> [Problem 1]:
List every character of the show whom the Schitt’$ Creek passage names.
> [Problem 2]:
Write out the Schitt’$ Creek passage from "What will the" to "Creek so engaging.".
> [Problem 3]:
Summarize the Schitt’$ Creek passage in two sentences.

> [Text passage]:
========
What will the Roses be without their quirks, anyway? That’s what powers so much of Schitt’$ Creek. Johnny’s ever-patient but eyebrow-raising reactions to his family, Moira’s mind-boggling vocabulary (the strangest words strung together only in the way Moira can, followed by her trademark “Bebe”) only matched by her collection of the craziest wigs you would have ever seen, pansexual David’s snobbish aesthete attitude (“I am trying very hard not to connect with people right now”) and Alexis, who can best be described as a curious mix of every Kardashian family member out there , is what makes Schitt’$ Creek so engaging.

The family, initially awkward about even hugging and honestly expressing their feelings, evolve to becoming pillars of strength for each other, with Schitt’$ Creek no longer limiting itself to the rather shallow riches-to-rags story it started off as. Moira, played with amazing showmanship by Catherine O’Hara, may be the one bringing on the maximum chuckles (Moira, a former soap star, is a riot, especially when she struts off to Bosnia to play a, well, crow in a production of ‘The Crows Have Eyes 2’) but it’s David and Alexis’s transformation through the seasons — as well as the evolution in their relationship — that lifts the show several notches. David finds love in Patrick (Noah Reid), with the show’s non-dramatic treatment of same-sex relationships earning it many fans. David wooing Patrick with a (typically David-styled dramatic) rendition of Tina Turner’s Simply The Best is one of the show’s best moments.
========
[Stored records]

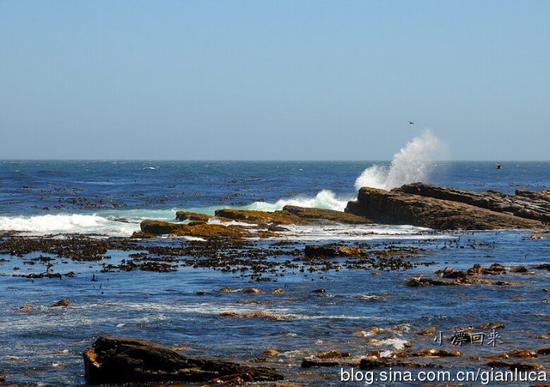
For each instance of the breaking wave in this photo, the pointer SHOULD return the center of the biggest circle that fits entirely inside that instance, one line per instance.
(324, 199)
(413, 163)
(67, 223)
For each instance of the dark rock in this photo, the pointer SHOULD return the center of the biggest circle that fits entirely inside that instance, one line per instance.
(327, 251)
(438, 352)
(525, 204)
(192, 216)
(399, 207)
(61, 303)
(127, 360)
(418, 282)
(314, 362)
(323, 215)
(514, 366)
(202, 230)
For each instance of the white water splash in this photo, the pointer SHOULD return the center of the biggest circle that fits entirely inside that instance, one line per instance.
(324, 199)
(412, 163)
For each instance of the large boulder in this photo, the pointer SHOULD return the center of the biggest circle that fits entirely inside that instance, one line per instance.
(399, 207)
(326, 216)
(292, 215)
(129, 360)
(202, 230)
(525, 204)
(261, 217)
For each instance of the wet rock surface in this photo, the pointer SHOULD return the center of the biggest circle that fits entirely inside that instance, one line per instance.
(408, 205)
(125, 360)
(525, 204)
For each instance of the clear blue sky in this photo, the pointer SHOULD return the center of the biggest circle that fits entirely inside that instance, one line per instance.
(273, 79)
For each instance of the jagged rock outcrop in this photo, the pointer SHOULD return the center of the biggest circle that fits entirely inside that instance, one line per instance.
(525, 204)
(323, 215)
(292, 215)
(193, 216)
(399, 206)
(151, 228)
(129, 360)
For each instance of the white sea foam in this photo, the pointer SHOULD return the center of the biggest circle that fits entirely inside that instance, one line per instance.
(67, 223)
(412, 163)
(324, 199)
(356, 233)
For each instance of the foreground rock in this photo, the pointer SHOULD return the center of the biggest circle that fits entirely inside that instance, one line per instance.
(127, 360)
(525, 204)
(328, 251)
(201, 230)
(327, 216)
(193, 216)
(292, 215)
(400, 207)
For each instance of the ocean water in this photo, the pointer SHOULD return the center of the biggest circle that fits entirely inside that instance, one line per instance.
(111, 197)
(44, 345)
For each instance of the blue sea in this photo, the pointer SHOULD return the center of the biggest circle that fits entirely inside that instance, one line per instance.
(110, 198)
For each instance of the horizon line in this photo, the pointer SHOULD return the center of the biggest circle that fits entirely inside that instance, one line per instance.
(273, 160)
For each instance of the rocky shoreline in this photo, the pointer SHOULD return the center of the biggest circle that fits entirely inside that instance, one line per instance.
(251, 245)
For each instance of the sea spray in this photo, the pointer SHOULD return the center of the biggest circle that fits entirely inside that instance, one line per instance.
(412, 163)
(324, 199)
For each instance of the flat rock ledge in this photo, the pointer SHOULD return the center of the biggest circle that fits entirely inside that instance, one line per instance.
(443, 208)
(130, 360)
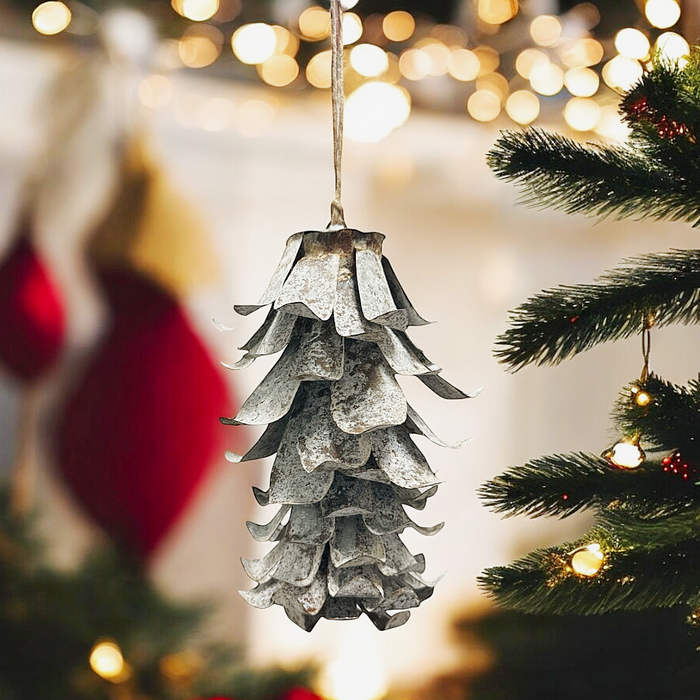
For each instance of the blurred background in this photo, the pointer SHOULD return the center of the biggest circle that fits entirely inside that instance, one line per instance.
(154, 158)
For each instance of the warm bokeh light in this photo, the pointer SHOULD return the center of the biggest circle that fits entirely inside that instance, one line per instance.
(581, 82)
(438, 54)
(51, 18)
(489, 59)
(155, 91)
(315, 23)
(464, 65)
(673, 47)
(107, 661)
(483, 106)
(528, 60)
(582, 53)
(414, 64)
(523, 107)
(497, 83)
(582, 113)
(662, 13)
(632, 43)
(374, 110)
(340, 680)
(398, 26)
(287, 43)
(279, 71)
(497, 11)
(621, 73)
(611, 125)
(587, 561)
(547, 79)
(352, 28)
(545, 30)
(254, 117)
(196, 10)
(254, 43)
(369, 60)
(200, 46)
(318, 70)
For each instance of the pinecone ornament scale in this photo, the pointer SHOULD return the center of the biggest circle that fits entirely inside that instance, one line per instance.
(345, 464)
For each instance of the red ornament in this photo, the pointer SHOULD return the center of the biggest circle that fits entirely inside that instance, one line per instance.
(32, 317)
(300, 693)
(675, 463)
(142, 428)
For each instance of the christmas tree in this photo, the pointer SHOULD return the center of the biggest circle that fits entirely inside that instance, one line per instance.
(643, 548)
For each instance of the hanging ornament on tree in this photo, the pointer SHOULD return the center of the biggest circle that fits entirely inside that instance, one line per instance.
(346, 466)
(140, 430)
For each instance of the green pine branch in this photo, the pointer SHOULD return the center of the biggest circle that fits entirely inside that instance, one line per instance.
(559, 323)
(670, 421)
(554, 171)
(631, 579)
(564, 484)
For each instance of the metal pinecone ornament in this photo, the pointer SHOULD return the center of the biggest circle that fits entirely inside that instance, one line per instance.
(339, 424)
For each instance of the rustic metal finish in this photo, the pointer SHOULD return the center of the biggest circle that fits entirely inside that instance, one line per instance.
(345, 467)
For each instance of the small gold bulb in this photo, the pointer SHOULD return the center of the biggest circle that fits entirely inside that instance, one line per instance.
(625, 454)
(587, 561)
(642, 398)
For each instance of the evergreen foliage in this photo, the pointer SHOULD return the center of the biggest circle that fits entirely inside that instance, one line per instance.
(648, 516)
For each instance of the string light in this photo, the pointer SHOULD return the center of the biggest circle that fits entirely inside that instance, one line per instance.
(582, 113)
(545, 30)
(254, 43)
(632, 43)
(107, 661)
(279, 71)
(662, 13)
(483, 105)
(673, 47)
(369, 60)
(51, 18)
(587, 561)
(626, 454)
(398, 26)
(523, 107)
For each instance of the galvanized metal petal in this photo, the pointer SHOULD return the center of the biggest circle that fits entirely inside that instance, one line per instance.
(402, 300)
(347, 496)
(354, 582)
(347, 314)
(273, 335)
(353, 544)
(368, 395)
(289, 483)
(398, 559)
(267, 444)
(270, 531)
(403, 462)
(273, 397)
(308, 526)
(417, 426)
(319, 355)
(298, 563)
(310, 288)
(375, 296)
(403, 356)
(319, 441)
(280, 275)
(444, 389)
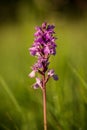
========
> [Answer area 1]:
Johnny, Moira, David, Alexis, Patrick

> [Answer area 2]:
What will the Roses be without their quirks, anyway? That’s what powers so much of Schitt’$ Creek. Johnny’s ever-patient but eyebrow-raising reactions to his family, Moira’s mind-boggling vocabulary (the strangest words strung together only in the way Moira can, followed by her trademark “Bebe”) only matched by her collection of the craziest wigs you would have ever seen, pansexual David’s snobbish aesthete attitude (“I am trying very hard not to connect with people right now”) and Alexis, who can best be described as a curious mix of every Kardashian family member out there , is what makes Schitt’$ Creek so engaging.

> [Answer area 3]:
The Rose family's quirks make Schitt’$ Creek engaging: Johnny's eyebrow-raising reactions, Moira's strange vocabulary and wigs, David's snobbish aesthete attitude, and Alexis's mix of every Kardashian. The family grows from awkwardness into pillars of strength for each other, and David and Alexis's transformation lifts the show beyond its riches-to-rags start, including David's romance with Patrick.